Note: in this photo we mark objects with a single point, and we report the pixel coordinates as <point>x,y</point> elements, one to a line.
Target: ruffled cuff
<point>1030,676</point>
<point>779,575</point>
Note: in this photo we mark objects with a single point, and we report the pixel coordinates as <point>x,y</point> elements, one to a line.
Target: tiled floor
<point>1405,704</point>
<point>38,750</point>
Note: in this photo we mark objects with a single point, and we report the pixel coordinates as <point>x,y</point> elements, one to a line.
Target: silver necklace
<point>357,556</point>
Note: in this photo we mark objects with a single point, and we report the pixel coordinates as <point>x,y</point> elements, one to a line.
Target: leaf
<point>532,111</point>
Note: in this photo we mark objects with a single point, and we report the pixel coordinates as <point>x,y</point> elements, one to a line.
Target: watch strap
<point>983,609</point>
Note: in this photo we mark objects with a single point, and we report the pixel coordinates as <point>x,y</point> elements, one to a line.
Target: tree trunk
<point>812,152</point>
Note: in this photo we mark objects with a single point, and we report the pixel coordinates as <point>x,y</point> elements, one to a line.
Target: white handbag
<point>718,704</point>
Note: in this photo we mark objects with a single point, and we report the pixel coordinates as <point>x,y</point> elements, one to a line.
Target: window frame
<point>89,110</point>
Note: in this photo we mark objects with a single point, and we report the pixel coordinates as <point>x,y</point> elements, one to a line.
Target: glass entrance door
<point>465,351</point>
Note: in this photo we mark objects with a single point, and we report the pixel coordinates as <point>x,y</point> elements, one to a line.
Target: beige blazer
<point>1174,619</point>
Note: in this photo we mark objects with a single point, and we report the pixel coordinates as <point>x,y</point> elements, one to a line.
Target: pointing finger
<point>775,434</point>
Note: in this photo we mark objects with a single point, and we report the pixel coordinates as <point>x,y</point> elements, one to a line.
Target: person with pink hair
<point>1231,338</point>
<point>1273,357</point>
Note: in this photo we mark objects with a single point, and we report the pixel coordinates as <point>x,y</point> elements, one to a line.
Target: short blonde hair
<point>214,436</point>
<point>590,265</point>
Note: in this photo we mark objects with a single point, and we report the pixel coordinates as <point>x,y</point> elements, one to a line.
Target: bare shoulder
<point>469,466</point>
------------------------------------
- Exercise requirements:
Put the rows above into a Markdown table with a "Row" column for the row number and a "Line" column for the text, leaving out blank lines.

- Response:
| Row | Line |
|---|---|
| 1 | Note: in this photo we mark objects with a single point, and we report the pixel coordinates as <point>x,y</point> elements, one to a line. |
| 2 | Target: ruffled cuff |
| 3 | <point>1030,676</point> |
| 4 | <point>779,575</point> |
| 5 | Note: in this photo we mark objects with a single point, and we report the pixel coordinates as <point>x,y</point> elements, one to a line. |
| 6 | Target: tiled floor |
| 7 | <point>1405,704</point> |
| 8 | <point>38,750</point> |
| 9 | Note: in this photo we mark objects with a single point, and we report the pixel coordinates as <point>x,y</point> elements, one to a line. |
| 10 | Target: silver necklace |
| 11 | <point>357,556</point> |
| 12 | Note: in this photo we mark objects with a single point, and we report the pixel coordinates as <point>x,y</point> elements, one to a line. |
| 13 | Target: leaf |
| 14 | <point>532,111</point> |
| 15 | Note: in this photo we mark objects with a single point, and we report the pixel coordinates as <point>x,y</point> elements, one to a line. |
| 16 | Target: watch strap |
| 17 | <point>983,609</point> |
| 18 | Note: in this photo we mark objects with a single point, and we report the pixel coordinates as <point>x,y</point> elements, one to a line. |
| 19 | Target: tree trunk |
| 20 | <point>812,152</point> |
| 21 | Note: in this photo we mark objects with a single point, and we report the pixel coordinates as <point>x,y</point> elements, one to a line. |
| 22 | Target: white handbag |
| 23 | <point>718,704</point> |
| 24 | Note: in this photo we mark objects with a single point, and we report the pixel coordinates as <point>x,y</point> elements, one to a line. |
| 25 | Target: window frame |
| 26 | <point>89,110</point> |
| 27 | Note: in this photo we mark objects with a single point, and we report the pixel coordinates as <point>x,y</point> elements, one to a line. |
| 28 | Target: glass entrance door |
| 29 | <point>465,351</point> |
| 30 | Note: in this photo we mark objects with a single point, and we report the pixel coordinates as <point>x,y</point> elements, one to a line. |
| 31 | Target: beige blazer |
| 32 | <point>1174,619</point> |
| 33 | Note: in this photo we mark objects with a single point, and we report the pixel coordinates as <point>x,y</point> elements, one to a line. |
| 34 | Target: pointing finger |
| 35 | <point>775,434</point> |
| 36 | Note: in this photo we mark objects with a single point, and we report the pixel coordinates as <point>x,y</point> elements, one to a line. |
| 37 | Target: person with pink hair |
| 38 | <point>1231,338</point> |
| 39 | <point>1273,357</point> |
| 40 | Note: in this photo we mark objects with a single point, and we report the pixel coordinates as <point>x,y</point> elements, one to a line. |
| 41 | Target: short blonde hair |
| 42 | <point>214,436</point> |
| 43 | <point>590,265</point> |
| 44 | Note: in this photo we mark objects with a single point, and we report the pixel coordinates as <point>x,y</point> elements, one to a line. |
| 45 | Target: bare shoulder |
| 46 | <point>469,466</point> |